2.3 Central price tendency/mix-adjusted median

Central-price tendency models have been explored as an alternative to the more commonly used methods detailed previously. The model relies on the principle that large sets of clustered data tend to exhibit a noise-cancelling effect and result in a stable, smooth output [5]. Furthermore, central price tendency models offer a greater level of simplicity than the highly-theoretical hedonic regression model. When compared to the repeat sales method, central tendency models offer more efficient use of their dataset, both in the sense of quantity and time period spread [5, 25].

According to a study of house price index models by Goh et al. [15], the central-tendency method employed by Prasad et al. [25] significantly outperforms the repeat-sales method despite utilising much smaller dataset. However, the method is criticised as it does not consider the constituent properties of a house and is thus more prone to inaccurate fluctuations due to a differing mix of sample properties between time periods [15]. For this reason, Goh et al. [15] finds that the hedonic regression model still outperforms the mix-adjusted median model used by Prasad et al. [25]. Despite this, the simplicity and high level of data utilisation that the method offers were argued to justify these drawbacks [15, 25].

An evolution of the mix-adjusted median algorithm used by Prasad et al. was later shown to outperform the robustness of the hedonic regression model used by the Irish Central Statistics Office [5, 26]. This model is described in detail in Sect. 7.1. The primary drawback of this algorithm was long execution time and high algorithmic complexity due to brute-force geospatial search, limiting the algorithm from being further expanded, both in terms of algorithmic features and the size of the dataset [12].

3 The role of price indexes in the financial sector

Property price index algorithms are of high interest to financial institutions, particularly banks who partake in mortage lending. We will outline the importance of these models to said institutions, as well as exploring the feasibility of implementing each of the models discussed in Sect. 2.

3.1 Importance of property price models to the financial services sector

While there are a multitude of stakeholders in the property market, perhaps the greatest of these is the financial services sector, due to lending in the form of mortgages. For the majority of people, a house is the most valuable asset they will own in their lifetime. Furthermore, almost one-third of British households are actively paying a mortgage on their house, which collectively forms the greatest source of debt for said group of people [27].

A change in the trend of house prices can have an extraordinary impact on the general strength or weakness of an economy. When property prices are high, homeowners feel secure in increasing both spending and borrowing, which in turn stimulates economic activity and increases bank revenues. However, when house prices are falling, homeowners can reduce their spending as they begin to fear that their debt burden from their mortgage will outsize the value of their property, thus restricting economic activity [27, 28].

Mortgages are a key source of revenue for banks and financial bodies, due to their long repayment length, which results in a considerable amount of interest accrued. However, they also pose a substantial risk for said financial institutions, as they involve the lending of a large principal which is often repaid over decades, during which the financial circumstances and stability of the borrower are not guaranteed to remain constant and indeed, are often influenced by the flux in property prices as an indicator of general economic stability. This makes it difficult to predict the number of borrowers who will struggle to meet their repayments during periods of economic downturn [29].

---+---

> **DIRECTIVE**
Can you return the passage on house price index models word for word, starting at the words that contain "Property price index" and stopping after "of people [27]."? The entries that come next are separate material and are not part of the passage on house price index models.

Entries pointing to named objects
---+---

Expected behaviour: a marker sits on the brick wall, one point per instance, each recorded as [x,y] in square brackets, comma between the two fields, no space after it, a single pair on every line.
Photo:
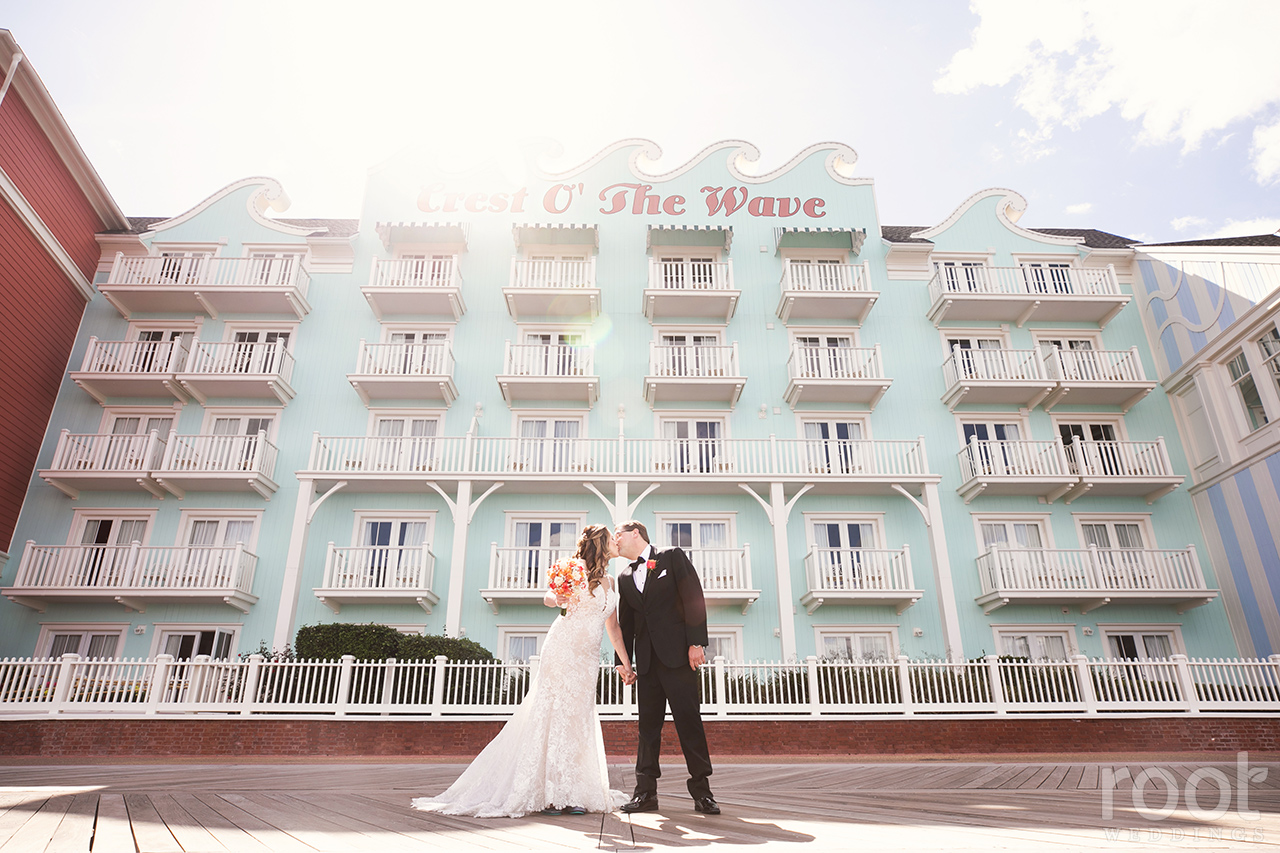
[359,738]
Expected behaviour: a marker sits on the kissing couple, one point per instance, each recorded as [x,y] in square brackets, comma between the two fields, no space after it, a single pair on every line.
[549,757]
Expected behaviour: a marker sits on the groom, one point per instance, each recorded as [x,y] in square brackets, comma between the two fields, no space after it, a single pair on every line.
[663,619]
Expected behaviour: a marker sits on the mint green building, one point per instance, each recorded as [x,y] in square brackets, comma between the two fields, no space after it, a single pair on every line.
[873,439]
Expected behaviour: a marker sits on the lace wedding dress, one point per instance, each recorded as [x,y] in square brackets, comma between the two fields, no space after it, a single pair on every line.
[552,751]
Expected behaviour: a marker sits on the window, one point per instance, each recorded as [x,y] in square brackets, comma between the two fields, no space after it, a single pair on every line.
[1255,414]
[88,641]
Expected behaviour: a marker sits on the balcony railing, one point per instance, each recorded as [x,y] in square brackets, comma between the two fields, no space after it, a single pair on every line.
[568,459]
[378,574]
[417,286]
[1019,293]
[859,575]
[210,284]
[1092,576]
[132,574]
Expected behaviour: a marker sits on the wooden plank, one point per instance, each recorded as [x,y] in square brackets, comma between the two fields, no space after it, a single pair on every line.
[149,829]
[76,831]
[112,833]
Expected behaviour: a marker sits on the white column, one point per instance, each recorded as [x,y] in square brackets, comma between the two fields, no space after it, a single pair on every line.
[942,580]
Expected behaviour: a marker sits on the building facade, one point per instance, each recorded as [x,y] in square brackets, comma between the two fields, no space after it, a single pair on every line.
[873,439]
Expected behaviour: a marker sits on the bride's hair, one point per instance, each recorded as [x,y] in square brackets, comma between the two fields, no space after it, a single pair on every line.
[593,547]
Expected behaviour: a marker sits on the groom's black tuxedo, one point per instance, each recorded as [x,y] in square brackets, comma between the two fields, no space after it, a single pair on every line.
[658,626]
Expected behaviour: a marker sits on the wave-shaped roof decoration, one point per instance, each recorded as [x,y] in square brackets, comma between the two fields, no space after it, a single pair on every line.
[1008,214]
[269,196]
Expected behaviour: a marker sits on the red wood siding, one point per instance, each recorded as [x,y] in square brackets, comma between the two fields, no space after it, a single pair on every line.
[30,160]
[40,313]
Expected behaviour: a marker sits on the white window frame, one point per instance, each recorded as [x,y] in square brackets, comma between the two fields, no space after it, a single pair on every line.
[188,516]
[160,633]
[1043,519]
[822,632]
[115,512]
[1175,632]
[1051,629]
[45,639]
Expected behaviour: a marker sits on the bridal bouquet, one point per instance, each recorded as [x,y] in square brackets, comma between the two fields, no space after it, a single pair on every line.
[567,578]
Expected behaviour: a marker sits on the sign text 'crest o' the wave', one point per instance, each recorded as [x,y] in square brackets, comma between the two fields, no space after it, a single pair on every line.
[635,199]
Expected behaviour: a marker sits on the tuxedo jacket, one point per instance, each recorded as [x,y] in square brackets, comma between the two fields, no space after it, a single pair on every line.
[667,617]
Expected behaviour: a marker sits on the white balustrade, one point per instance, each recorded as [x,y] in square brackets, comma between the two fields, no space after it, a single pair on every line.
[135,356]
[826,278]
[549,360]
[416,272]
[108,452]
[405,359]
[553,273]
[691,361]
[133,566]
[385,568]
[835,363]
[690,276]
[859,570]
[219,454]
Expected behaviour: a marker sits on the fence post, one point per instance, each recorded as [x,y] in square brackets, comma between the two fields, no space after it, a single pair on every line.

---+---

> **RESPONSE TO THE TASK**
Property price index algorithms are of high interest to financial institutions, particularly banks who partake in mortage lending. We will outline the importance of these models to said institutions, as well as exploring the feasibility of implementing each of the models discussed in Sect. 2.

3.1 Importance of property price models to the financial services sector

While there are a multitude of stakeholders in the property market, perhaps the greatest of these is the financial services sector, due to lending in the form of mortgages. For the majority of people, a house is the most valuable asset they will own in their lifetime. Furthermore, almost one-third of British households are actively paying a mortgage on their house, which collectively forms the greatest source of debt for said group of people [27].